--- Exercise material ---

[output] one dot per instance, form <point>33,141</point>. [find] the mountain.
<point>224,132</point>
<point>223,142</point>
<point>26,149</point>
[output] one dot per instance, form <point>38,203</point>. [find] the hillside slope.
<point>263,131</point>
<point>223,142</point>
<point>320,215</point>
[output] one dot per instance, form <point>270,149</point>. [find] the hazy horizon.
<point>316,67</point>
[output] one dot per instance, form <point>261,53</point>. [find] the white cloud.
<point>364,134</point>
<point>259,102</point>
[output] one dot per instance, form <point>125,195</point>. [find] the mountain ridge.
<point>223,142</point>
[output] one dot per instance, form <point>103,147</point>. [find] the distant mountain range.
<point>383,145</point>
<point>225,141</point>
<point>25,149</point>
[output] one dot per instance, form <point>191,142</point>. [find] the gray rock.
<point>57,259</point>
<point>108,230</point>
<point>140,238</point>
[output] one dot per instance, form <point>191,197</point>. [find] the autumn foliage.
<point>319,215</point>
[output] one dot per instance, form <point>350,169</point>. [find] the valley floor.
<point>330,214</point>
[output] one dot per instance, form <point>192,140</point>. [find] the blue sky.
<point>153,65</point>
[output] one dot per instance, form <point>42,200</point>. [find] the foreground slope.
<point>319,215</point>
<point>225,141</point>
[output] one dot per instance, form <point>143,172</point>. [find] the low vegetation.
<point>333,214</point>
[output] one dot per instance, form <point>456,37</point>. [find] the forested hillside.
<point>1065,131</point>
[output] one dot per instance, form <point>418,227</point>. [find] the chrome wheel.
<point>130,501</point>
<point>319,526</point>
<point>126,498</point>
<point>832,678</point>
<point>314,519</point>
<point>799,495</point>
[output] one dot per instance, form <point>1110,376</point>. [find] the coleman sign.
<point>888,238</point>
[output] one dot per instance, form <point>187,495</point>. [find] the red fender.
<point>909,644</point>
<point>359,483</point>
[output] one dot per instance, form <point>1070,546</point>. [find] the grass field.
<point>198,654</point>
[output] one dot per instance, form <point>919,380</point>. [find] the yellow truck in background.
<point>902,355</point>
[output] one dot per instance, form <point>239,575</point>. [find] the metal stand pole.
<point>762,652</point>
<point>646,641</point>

---

Every entry above must be reproduced word for word.

[output] one dot per instance, form <point>33,141</point>. [find] the mountain.
<point>224,132</point>
<point>223,142</point>
<point>26,149</point>
[output] one dot per instance, form <point>38,203</point>. [find] the hillside slope.
<point>263,131</point>
<point>223,142</point>
<point>320,215</point>
[output] one dot per instance, form <point>270,149</point>. [find] the hazy horizon.
<point>316,67</point>
[output] one dot per instance, form <point>261,53</point>. [find] the white cloud.
<point>364,134</point>
<point>259,102</point>
[output] one dot per instance, form <point>125,195</point>. [find] the mountain ridge.
<point>223,142</point>
[output] one dot per instance, form <point>103,147</point>. [find] the distant mountain range.
<point>383,145</point>
<point>225,141</point>
<point>25,149</point>
[output] one dot per instance, form <point>191,142</point>. [find] the gray rock.
<point>57,259</point>
<point>108,230</point>
<point>140,238</point>
[output] one dot per instance, form <point>191,197</point>. [find] the autumn foliage.
<point>319,215</point>
[output] one dot per instance, form <point>350,169</point>. [find] the valley floor.
<point>330,214</point>
[output] one dot per instance, form <point>192,140</point>. [find] the blue sky.
<point>153,65</point>
[output] one dot per instance, form <point>42,200</point>. [find] the foreground slope.
<point>319,215</point>
<point>225,141</point>
[output] one dot per instance, form <point>143,172</point>. [find] the low vegetation.
<point>333,214</point>
[output] one dot per instance, form <point>456,37</point>. [find] the forested hillside.
<point>1065,131</point>
[output] one dot per instance, form <point>418,227</point>. [find] the chrome wheel.
<point>130,501</point>
<point>319,526</point>
<point>126,498</point>
<point>832,678</point>
<point>314,519</point>
<point>799,495</point>
[output] one dot per instance, form <point>1110,376</point>. [find] the coleman sign.
<point>888,238</point>
[output] one dot per instance, form <point>187,495</point>. [find] the red fender.
<point>909,644</point>
<point>359,483</point>
[output] one dot per instance, form <point>1070,546</point>. [find] the grass field.
<point>198,654</point>
[output] one dot per instance, form <point>919,380</point>. [find] the yellow truck in background.
<point>902,355</point>
[output] one dot per instance, form <point>239,575</point>. [find] the metal stand pole.
<point>762,652</point>
<point>646,641</point>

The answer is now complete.